## Omschrijving opdracht
Zet de regels van het materiaal vanaf de regel met "Select all occurrences of gray hair." tot en met de regel met "[153,120,184,197]" om in een Markdown-tabel met de kolommen Nr. (het rijnummer) en Regel. Laat lege regels en de afbeeldingen weg.

───── Gegevens opdracht ─────

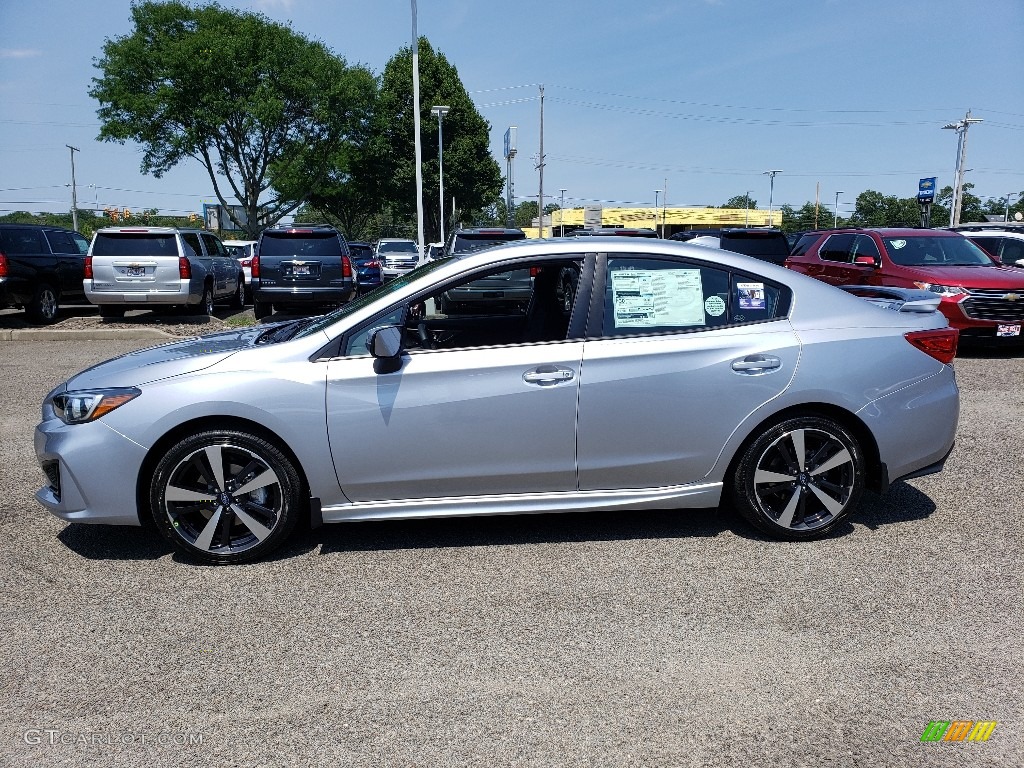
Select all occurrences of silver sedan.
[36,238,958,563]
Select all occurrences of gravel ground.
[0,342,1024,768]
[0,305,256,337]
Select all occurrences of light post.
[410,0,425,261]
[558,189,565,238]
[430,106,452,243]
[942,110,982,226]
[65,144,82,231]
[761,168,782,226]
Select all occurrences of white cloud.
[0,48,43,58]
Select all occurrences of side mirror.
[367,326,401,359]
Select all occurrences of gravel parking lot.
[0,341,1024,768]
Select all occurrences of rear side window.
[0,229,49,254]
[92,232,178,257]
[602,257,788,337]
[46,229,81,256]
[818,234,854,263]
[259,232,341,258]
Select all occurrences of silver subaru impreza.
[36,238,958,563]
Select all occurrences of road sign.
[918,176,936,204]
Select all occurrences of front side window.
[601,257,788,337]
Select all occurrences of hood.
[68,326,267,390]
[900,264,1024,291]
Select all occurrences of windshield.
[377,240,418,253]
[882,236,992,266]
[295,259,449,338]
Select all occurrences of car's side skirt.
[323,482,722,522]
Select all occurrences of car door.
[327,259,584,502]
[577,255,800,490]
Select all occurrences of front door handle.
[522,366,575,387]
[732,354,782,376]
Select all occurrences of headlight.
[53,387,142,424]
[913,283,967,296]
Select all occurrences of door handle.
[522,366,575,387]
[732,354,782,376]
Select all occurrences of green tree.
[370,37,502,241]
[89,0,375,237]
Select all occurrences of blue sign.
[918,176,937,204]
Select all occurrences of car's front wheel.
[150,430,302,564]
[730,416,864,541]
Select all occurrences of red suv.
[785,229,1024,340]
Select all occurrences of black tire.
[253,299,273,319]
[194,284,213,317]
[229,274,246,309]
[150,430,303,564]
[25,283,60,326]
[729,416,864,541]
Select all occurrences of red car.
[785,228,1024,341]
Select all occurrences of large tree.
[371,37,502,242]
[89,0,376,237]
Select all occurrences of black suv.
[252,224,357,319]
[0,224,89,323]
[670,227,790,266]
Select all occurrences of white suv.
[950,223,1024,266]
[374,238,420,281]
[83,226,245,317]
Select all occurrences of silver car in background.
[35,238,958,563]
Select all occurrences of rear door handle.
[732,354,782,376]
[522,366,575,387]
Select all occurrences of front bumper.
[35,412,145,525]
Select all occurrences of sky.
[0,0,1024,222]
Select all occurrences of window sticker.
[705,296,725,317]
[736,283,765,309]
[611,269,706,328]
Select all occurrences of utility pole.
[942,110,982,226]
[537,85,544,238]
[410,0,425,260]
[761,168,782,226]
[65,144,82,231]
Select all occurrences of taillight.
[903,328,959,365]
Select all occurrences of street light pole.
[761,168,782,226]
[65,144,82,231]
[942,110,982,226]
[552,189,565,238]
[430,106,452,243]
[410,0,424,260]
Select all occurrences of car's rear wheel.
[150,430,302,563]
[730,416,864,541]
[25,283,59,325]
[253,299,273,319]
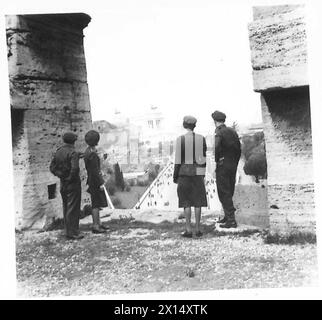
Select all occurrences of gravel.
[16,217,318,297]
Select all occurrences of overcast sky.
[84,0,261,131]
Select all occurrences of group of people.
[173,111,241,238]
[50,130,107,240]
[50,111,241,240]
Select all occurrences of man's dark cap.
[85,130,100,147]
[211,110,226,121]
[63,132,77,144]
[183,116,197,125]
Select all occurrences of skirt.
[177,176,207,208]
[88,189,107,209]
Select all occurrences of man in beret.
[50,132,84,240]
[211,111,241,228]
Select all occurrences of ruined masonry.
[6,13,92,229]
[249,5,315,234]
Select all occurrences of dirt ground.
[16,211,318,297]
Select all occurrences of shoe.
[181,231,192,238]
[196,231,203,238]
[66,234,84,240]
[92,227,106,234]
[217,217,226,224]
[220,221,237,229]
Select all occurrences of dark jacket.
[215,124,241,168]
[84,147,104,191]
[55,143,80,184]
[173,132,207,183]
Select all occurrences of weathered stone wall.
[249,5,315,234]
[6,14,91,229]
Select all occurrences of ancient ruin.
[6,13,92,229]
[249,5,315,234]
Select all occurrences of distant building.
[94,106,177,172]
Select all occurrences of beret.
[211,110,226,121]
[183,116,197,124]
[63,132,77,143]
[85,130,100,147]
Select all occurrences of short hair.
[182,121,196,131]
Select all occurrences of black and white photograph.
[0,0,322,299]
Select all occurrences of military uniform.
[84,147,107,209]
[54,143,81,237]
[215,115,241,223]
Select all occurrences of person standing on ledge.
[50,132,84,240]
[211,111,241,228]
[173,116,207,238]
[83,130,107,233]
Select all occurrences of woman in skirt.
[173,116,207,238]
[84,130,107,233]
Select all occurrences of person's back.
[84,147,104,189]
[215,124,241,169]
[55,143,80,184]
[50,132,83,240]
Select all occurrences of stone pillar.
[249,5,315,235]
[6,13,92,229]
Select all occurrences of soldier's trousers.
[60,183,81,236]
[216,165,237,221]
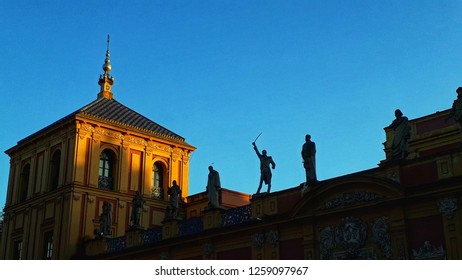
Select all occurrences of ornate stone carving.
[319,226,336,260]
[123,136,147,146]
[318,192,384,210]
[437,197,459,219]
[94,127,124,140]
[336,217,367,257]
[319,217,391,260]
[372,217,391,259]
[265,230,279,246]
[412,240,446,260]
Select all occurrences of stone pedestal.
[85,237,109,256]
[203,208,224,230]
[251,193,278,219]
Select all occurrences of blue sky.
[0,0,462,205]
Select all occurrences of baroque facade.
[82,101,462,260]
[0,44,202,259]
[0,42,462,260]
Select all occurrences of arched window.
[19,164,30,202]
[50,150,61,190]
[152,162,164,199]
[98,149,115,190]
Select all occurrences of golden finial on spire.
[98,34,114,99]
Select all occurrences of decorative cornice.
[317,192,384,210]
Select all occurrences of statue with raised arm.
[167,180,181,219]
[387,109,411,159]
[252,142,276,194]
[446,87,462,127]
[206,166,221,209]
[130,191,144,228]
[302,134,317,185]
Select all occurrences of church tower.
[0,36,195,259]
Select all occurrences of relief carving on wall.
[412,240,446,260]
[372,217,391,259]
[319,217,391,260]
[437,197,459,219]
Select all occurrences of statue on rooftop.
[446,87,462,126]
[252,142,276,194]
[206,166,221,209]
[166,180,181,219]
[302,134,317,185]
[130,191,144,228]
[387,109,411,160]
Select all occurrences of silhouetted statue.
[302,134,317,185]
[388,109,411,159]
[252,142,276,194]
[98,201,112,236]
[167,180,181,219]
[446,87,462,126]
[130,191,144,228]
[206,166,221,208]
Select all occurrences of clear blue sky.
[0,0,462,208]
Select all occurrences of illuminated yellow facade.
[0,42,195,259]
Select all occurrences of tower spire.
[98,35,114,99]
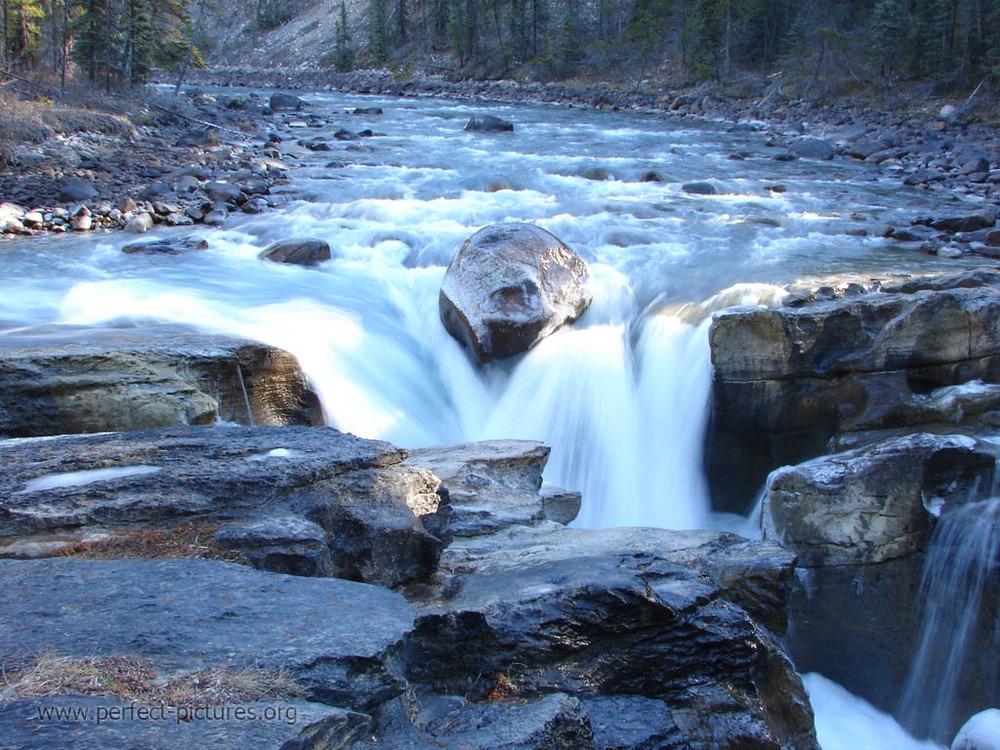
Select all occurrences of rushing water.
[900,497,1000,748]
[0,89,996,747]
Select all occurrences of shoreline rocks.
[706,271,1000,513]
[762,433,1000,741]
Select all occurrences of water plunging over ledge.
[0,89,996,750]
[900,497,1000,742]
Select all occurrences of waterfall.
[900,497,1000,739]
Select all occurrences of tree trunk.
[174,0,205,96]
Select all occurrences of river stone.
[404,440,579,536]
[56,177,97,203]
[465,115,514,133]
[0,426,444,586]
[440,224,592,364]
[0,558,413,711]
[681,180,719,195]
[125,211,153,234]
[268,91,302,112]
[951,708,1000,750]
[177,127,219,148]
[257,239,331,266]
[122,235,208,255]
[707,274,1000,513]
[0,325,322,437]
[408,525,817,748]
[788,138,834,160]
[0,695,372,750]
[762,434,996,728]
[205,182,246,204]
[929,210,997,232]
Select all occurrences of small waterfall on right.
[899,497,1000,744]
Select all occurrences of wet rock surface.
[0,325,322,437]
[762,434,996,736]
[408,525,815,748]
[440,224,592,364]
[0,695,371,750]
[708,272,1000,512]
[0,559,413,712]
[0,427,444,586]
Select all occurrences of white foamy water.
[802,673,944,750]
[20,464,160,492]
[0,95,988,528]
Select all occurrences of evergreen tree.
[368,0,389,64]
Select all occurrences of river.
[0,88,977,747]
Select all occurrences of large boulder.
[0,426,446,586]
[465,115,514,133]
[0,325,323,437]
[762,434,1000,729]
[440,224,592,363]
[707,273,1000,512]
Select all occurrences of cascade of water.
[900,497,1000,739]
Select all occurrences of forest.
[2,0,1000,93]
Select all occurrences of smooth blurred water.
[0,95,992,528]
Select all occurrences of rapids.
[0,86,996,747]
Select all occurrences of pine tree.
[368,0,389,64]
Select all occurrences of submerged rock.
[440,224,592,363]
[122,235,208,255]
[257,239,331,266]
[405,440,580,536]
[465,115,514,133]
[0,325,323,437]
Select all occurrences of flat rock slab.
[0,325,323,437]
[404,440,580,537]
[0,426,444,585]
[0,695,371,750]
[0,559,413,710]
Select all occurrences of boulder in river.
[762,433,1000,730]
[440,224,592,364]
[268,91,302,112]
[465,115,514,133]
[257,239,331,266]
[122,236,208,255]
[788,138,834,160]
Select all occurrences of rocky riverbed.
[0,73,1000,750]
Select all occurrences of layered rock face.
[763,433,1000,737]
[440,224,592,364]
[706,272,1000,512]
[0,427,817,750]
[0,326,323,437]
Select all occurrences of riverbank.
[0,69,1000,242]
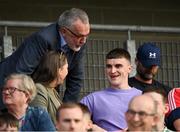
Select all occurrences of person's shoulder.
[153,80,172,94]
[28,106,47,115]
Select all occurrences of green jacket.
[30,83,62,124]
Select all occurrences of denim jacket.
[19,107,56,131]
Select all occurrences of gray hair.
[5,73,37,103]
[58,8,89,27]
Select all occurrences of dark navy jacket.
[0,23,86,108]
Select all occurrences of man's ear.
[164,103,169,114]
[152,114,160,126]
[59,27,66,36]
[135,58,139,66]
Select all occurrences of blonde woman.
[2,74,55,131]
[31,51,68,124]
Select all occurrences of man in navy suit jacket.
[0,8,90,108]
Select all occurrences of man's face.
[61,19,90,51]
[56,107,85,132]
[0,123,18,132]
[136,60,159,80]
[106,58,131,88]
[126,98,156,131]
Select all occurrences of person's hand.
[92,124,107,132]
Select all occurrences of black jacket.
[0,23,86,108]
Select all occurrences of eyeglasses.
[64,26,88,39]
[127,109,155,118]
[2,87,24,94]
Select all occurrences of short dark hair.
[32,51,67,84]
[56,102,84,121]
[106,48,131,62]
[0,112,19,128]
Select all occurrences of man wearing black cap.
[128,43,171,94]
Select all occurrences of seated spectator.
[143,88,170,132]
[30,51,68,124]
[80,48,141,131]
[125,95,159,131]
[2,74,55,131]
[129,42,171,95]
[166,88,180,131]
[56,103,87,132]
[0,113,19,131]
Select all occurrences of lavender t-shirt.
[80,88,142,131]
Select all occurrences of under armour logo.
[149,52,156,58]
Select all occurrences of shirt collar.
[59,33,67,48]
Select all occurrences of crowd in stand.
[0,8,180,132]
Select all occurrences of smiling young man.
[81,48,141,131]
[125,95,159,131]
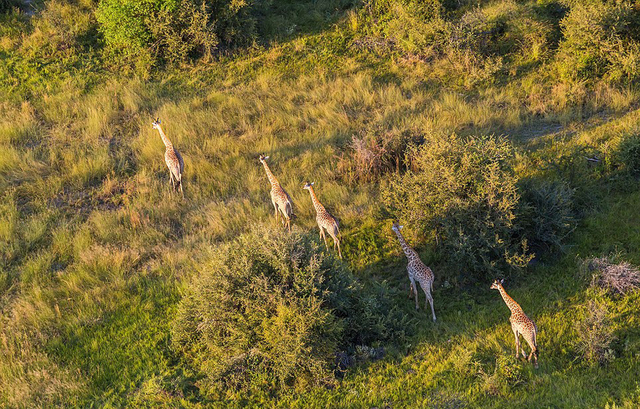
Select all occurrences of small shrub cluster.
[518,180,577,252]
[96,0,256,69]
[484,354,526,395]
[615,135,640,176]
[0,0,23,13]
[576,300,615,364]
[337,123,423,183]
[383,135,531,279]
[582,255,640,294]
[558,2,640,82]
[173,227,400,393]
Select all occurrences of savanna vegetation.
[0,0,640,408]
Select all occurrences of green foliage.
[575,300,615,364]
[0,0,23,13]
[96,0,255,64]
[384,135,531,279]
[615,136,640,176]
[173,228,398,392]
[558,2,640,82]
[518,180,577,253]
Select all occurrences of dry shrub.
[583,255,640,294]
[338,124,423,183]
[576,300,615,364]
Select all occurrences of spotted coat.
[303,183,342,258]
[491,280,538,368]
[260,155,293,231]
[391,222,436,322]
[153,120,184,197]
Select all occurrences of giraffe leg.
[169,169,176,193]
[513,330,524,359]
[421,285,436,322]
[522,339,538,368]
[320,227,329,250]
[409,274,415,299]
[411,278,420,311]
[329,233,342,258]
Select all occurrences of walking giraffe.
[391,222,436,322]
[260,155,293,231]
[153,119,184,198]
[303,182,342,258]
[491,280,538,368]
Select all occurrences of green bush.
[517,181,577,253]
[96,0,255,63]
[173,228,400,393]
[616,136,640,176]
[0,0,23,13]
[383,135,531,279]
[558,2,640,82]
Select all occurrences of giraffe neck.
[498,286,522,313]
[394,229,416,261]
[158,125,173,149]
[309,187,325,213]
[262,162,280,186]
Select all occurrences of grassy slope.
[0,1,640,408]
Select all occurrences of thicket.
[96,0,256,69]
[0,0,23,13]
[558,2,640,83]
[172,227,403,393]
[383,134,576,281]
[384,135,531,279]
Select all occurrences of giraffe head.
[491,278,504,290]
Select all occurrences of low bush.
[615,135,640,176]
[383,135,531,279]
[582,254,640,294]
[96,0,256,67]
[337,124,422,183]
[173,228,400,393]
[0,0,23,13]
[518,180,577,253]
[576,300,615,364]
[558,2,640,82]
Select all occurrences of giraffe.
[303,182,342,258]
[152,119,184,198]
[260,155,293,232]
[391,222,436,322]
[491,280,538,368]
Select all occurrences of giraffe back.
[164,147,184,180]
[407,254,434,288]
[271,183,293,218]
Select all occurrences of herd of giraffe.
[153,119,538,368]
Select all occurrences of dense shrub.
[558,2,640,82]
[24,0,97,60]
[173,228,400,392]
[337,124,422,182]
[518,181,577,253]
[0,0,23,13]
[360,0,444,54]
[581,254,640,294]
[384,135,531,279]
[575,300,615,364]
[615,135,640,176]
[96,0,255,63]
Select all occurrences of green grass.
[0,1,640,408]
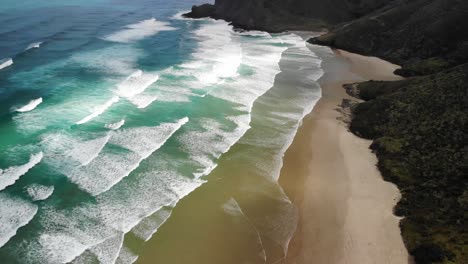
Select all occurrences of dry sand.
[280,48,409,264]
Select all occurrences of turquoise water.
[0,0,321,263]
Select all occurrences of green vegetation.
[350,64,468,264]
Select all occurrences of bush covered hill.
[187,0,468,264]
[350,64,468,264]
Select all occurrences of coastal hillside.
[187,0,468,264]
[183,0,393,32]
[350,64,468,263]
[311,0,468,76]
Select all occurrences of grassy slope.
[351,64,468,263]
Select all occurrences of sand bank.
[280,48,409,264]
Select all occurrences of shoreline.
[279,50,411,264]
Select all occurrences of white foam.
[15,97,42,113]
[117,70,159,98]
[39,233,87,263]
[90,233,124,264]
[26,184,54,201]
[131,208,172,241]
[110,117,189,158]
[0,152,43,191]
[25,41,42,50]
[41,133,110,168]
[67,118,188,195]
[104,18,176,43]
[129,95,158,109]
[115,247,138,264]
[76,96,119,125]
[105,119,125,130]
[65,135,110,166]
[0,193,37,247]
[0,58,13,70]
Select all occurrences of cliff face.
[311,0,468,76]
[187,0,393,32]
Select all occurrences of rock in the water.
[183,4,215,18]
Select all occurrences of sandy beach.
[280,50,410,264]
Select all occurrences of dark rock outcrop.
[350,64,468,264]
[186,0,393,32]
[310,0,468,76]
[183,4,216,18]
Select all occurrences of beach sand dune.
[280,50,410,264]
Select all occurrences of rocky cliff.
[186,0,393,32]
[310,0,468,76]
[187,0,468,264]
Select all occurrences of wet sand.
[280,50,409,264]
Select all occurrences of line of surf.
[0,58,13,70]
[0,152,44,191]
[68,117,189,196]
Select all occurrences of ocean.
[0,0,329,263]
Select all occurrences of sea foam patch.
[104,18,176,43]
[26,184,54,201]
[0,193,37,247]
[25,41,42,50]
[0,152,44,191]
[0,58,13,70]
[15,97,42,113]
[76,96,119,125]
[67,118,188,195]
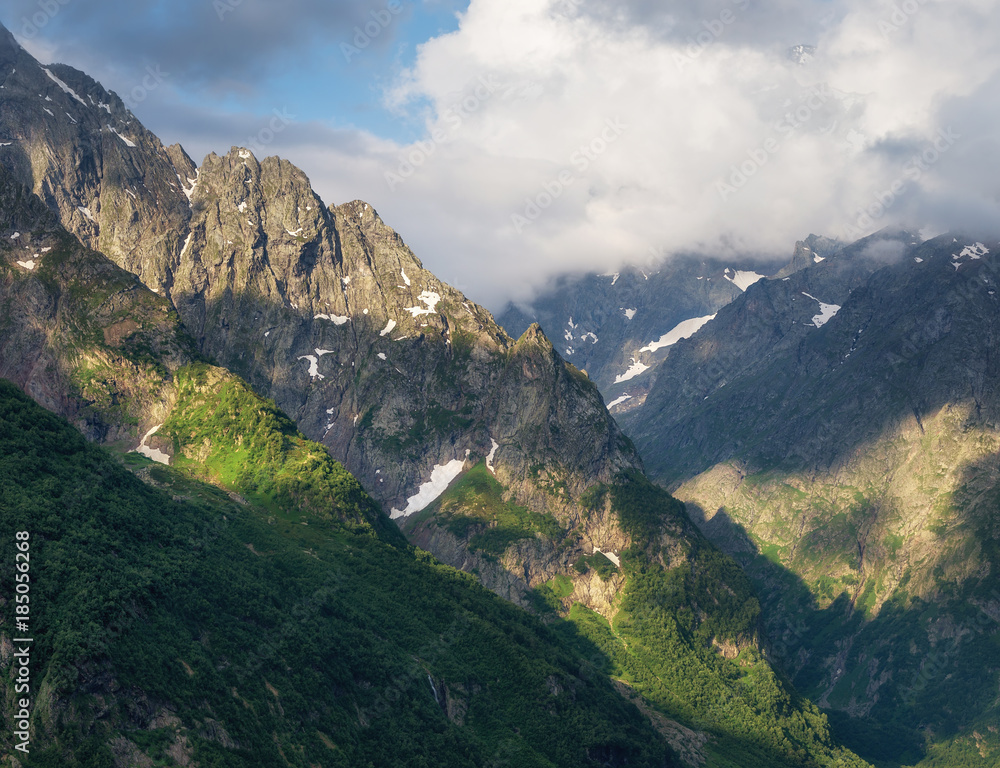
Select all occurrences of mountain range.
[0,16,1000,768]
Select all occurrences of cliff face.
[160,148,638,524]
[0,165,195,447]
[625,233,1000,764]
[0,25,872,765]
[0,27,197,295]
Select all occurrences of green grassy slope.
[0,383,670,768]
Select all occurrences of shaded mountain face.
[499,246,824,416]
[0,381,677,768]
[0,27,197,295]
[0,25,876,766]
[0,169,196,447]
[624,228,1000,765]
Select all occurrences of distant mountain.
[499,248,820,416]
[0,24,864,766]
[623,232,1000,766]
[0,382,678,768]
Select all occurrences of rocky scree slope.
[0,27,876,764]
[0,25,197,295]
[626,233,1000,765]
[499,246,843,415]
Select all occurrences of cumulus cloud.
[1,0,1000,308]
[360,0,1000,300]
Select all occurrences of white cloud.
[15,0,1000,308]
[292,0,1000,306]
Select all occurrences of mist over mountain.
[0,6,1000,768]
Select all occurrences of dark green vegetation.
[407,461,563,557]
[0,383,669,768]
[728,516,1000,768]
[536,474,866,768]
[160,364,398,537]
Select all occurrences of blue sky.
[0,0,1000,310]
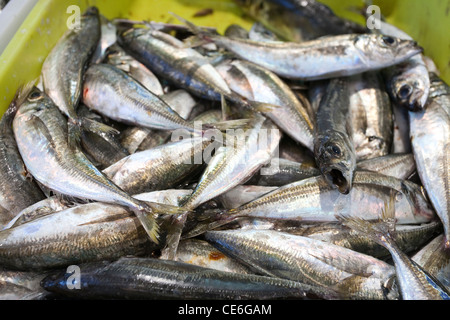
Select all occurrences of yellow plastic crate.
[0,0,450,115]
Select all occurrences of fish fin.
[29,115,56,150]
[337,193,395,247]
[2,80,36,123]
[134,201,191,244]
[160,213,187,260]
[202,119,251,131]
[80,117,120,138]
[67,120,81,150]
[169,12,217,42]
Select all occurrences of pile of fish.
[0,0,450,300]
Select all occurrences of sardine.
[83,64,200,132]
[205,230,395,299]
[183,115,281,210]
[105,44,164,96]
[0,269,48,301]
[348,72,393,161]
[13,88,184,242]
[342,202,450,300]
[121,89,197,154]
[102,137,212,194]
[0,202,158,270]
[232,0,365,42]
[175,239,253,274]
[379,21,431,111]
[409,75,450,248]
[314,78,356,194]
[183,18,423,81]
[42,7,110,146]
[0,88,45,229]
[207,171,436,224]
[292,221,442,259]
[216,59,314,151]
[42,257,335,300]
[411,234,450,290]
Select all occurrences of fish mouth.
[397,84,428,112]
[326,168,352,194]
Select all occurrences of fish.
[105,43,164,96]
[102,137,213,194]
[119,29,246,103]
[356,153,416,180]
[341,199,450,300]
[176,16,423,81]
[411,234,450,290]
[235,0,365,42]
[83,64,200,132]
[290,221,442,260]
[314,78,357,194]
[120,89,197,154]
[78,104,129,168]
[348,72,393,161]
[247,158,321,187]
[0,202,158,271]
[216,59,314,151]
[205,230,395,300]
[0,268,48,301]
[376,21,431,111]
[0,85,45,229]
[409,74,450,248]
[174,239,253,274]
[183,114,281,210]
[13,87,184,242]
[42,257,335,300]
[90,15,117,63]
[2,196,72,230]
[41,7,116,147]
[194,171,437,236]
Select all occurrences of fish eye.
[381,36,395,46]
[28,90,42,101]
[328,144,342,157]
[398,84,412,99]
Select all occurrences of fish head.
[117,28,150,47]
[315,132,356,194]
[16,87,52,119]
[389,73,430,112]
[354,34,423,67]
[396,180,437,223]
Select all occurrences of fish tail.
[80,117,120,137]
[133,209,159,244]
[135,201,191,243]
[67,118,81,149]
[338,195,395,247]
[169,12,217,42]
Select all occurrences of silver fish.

─────

## Oplossing
| Nr. | Regel |
|---|---|
| 1 | Select all occurrences of gray hair. |
| 2 | [5,73,37,103] |
| 3 | [58,8,89,27] |
| 4 | Select all occurrences of dark navy jacket. |
| 5 | [0,23,86,108] |
| 6 | Select all occurrences of man's ear. |
| 7 | [164,103,169,114] |
| 8 | [152,114,160,126] |
| 9 | [59,27,66,36] |
| 10 | [135,58,139,66] |
| 11 | Select all occurrences of blonde woman. |
| 12 | [2,74,55,131] |
| 13 | [31,51,68,124] |
| 14 | Select all occurrences of man in navy suit jacket. |
| 15 | [0,8,90,108] |
| 16 | Select all occurrences of man's face. |
| 17 | [61,19,90,51] |
| 18 | [56,107,85,132] |
| 19 | [0,123,18,132] |
| 20 | [136,60,159,80] |
| 21 | [106,58,131,88] |
| 22 | [126,98,156,131] |
| 23 | Select all occurrences of person's hand. |
| 24 | [92,124,107,132] |
| 25 | Select all occurrences of black jacket. |
| 26 | [0,23,86,108] |
| 27 | Select all occurrences of eyeglasses. |
| 28 | [64,26,88,39] |
| 29 | [127,109,155,118] |
| 30 | [2,87,24,94] |
| 31 | Select all occurrences of short dark hair. |
| 32 | [32,51,67,84] |
| 33 | [56,102,84,121] |
| 34 | [106,48,131,62] |
| 35 | [0,112,19,128] |
| 36 | Select all occurrences of man wearing black cap. |
| 37 | [128,43,171,94] |
| 38 | Select all occurrences of seated spectator. |
| 39 | [143,88,170,132] |
| 40 | [30,51,68,124] |
| 41 | [80,48,141,131] |
| 42 | [125,95,159,131] |
| 43 | [2,74,55,131] |
| 44 | [129,42,171,95] |
| 45 | [166,88,180,131] |
| 46 | [56,103,87,132] |
| 47 | [0,113,19,131] |
| 48 | Select all occurrences of lavender t-shirt. |
| 49 | [80,88,142,131] |
| 50 | Select all occurrences of under armour logo. |
| 51 | [149,52,156,58] |
| 52 | Select all occurrences of shirt collar. |
| 53 | [59,33,67,48] |
| 54 | Select all occurrences of crowd in stand. |
| 55 | [0,8,180,132] |
| 56 | Select all occurrences of smiling young man. |
| 57 | [81,48,141,131] |
| 58 | [125,95,159,131] |
| 59 | Select all occurrences of small shrub cluster. |
| 60 | [518,180,577,252] |
| 61 | [96,0,256,69] |
| 62 | [484,354,526,395] |
| 63 | [615,135,640,176] |
| 64 | [0,0,23,13] |
| 65 | [576,300,615,364] |
| 66 | [337,123,423,183] |
| 67 | [383,135,531,279] |
| 68 | [582,255,640,294] |
| 69 | [558,2,640,82] |
| 70 | [173,227,400,393] |
| 71 | Select all occurrences of savanna vegetation. |
| 72 | [0,0,640,408] |
| 73 | Select all occurrences of green foliage. |
| 74 | [575,300,615,364] |
| 75 | [0,0,23,13] |
| 76 | [96,0,255,64] |
| 77 | [384,135,531,279] |
| 78 | [615,136,640,176] |
| 79 | [173,228,398,392] |
| 80 | [558,2,640,82] |
| 81 | [518,180,577,253] |
| 82 | Select all occurrences of dry shrub. |
| 83 | [583,255,640,294] |
| 84 | [338,124,423,183] |
| 85 | [576,300,615,364] |
| 86 | Select all occurrences of spotted coat. |
| 87 | [303,183,342,258] |
| 88 | [491,280,538,368] |
| 89 | [260,155,293,231] |
| 90 | [391,222,436,322] |
| 91 | [153,120,184,197] |